───── Trecho ─────

'Friedkin Uncut': Belo documentário mostra trajetória de William Friedkin, mestre do cinema que reinventou o cinema policial e de terror e deixou uma bela obra!!

'Friedkin Uncut': Belo documentário mostra trajetória de William Friedkin, mestre do cinema que reinventou o filme policial e de terror e deixou uma bela obra!!

'Friedkin Uncut' (2018): Documentário mostra a trajetória de William Friedkin, que é entrevistado e faz declarações fortes. E temos muitos depoimentos de admiradores (Tarantino) e de quem trabalhou com esse mestre do cinema contemporâneo. 

"Para mim, os dois personagens mais interessantes da história do mundo são Hitler e Jesus. Há o bem e o mal em todos. Essa é uma verdade que eu acredito, que existe o bem e o mal em cada ser humano, em cada uma das pessoas por aí. E em mim".

William Friedkin.

Este é um belíssimo documentário sobre William Friedkin, um mestre do cinema, e que foi dirigido pelo diretor italiano Francesco Zippel, que também lançou, em 2022, um documentário, sobre Sergio Leone, que se chama 'Sergio Leone - O italiano que inventou a América'.

'Friedkin Uncut' mostra a trajetória deste que foi um dos mais talentosos, inovadores e importantes cineastas dos EUA no Pós Guerra e que fez parte da chamada 'Nova Hollywood', que revolucionou o cinema produzido no país, os EUA, que transformou a sétima arte em uma grande indústria.

O documentário começa com o próprio Friedkin e Ellen Burstyn comentando sobre 'O Exorcista'. Ele também comenta sobre a sua história de vida.

Friedkin fala sobre a sua origem familiar, que é a de ucranianos de origem judaica que foram para os EUA e viviam em situação de dificuldades, de pobreza, em Chicago. Depois ele foi trabalhar em uma emissora de TV da cidade e, tempo depois, passou a trabalhar em séries da emissora.

William Friedkin, um dos grandes mestres do cinema contemporâneo.

Em 1962, Friedkin chegou a dirigir um documentário que provou a inocência de um homem negro, chamado Paul Crumb, que estava preso e se encontrava no corredor da morte. E foi graças ao seu filme que Paul Crumb foi inocentado e libertado pelo governador de Illinois. 

Nos anos seguintes, Friedkin trabalhou em filmes, séries de TV, dirigiu documentários, bem como fez vários filmes que eram muito influenciados pelo moderno cinema europeu (Fellini, Bergman, Rossellini, Antonioni, Godard), mas que não vingaram comercialmente, embora o 'Os Rapazes da Banda' (1970) tenha tido uma boa recepção.

───── Dados fornecidos ─────

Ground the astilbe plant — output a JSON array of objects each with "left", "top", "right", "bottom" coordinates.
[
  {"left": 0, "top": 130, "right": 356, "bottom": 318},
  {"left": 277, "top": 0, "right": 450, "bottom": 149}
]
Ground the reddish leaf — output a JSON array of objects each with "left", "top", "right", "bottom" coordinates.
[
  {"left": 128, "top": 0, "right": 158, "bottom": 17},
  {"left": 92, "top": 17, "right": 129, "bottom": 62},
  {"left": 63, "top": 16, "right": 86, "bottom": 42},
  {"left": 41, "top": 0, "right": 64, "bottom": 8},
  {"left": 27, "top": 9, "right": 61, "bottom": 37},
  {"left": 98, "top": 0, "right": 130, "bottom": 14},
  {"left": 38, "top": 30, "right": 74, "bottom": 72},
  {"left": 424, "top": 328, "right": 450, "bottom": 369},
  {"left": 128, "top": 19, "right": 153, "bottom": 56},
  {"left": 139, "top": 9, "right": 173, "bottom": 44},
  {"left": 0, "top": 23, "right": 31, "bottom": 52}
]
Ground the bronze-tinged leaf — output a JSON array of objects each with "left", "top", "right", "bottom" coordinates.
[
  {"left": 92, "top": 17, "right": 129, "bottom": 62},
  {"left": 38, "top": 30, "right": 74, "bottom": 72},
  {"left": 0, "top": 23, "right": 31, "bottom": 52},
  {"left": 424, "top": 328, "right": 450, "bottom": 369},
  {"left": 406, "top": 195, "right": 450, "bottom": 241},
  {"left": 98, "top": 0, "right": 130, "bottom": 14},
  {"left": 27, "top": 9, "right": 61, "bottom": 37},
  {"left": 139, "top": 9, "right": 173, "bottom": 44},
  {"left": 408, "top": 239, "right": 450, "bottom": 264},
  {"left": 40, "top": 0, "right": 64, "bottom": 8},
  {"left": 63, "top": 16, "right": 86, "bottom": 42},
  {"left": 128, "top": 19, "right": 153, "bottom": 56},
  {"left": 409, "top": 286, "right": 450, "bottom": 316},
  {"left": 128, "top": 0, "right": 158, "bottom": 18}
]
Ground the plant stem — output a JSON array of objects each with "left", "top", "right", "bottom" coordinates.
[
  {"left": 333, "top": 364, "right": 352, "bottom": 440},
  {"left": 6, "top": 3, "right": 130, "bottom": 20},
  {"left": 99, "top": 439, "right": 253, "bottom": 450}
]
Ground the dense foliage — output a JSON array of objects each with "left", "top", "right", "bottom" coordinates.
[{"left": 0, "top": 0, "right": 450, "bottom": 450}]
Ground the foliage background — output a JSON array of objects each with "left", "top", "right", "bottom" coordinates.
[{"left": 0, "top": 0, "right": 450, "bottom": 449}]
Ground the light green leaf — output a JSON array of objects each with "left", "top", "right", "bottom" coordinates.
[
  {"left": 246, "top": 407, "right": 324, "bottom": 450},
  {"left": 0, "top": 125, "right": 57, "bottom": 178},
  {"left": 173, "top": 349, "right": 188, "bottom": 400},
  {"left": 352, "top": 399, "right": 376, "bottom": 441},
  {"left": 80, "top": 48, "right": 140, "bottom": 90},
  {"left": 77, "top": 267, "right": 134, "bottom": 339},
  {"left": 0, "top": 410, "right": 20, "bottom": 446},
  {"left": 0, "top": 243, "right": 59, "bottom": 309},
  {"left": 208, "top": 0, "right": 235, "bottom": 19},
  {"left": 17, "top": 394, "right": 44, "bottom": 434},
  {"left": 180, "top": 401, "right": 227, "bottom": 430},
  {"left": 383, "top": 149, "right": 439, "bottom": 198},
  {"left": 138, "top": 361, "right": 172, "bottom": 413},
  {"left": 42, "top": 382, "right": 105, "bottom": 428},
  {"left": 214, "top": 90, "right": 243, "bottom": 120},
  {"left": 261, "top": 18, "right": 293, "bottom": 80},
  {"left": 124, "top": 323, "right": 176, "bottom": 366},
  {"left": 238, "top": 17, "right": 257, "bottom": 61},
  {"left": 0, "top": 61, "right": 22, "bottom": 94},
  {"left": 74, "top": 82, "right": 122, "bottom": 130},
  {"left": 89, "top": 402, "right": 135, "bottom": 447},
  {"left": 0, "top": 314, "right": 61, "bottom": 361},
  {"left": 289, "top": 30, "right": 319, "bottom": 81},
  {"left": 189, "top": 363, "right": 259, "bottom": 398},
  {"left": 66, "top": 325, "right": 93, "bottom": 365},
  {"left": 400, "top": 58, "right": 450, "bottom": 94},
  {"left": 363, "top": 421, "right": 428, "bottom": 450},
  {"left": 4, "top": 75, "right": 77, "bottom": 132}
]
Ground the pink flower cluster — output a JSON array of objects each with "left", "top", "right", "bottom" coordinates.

─────

Enunciado da tarefa: Com base no trecho sobre o documentário 'Friedkin Uncut', explique em uma a três frases por que Paul Crumb foi inocentado e libertado. As linhas constituem material independente do trecho.

Resultado da tarefa: Paul Crumb, um homem negro que estava preso no corredor da morte, foi inocentado e libertado pelo governador de Illinois graças ao documentário que Friedkin dirigiu em 1962. Esse filme provou a inocência dele.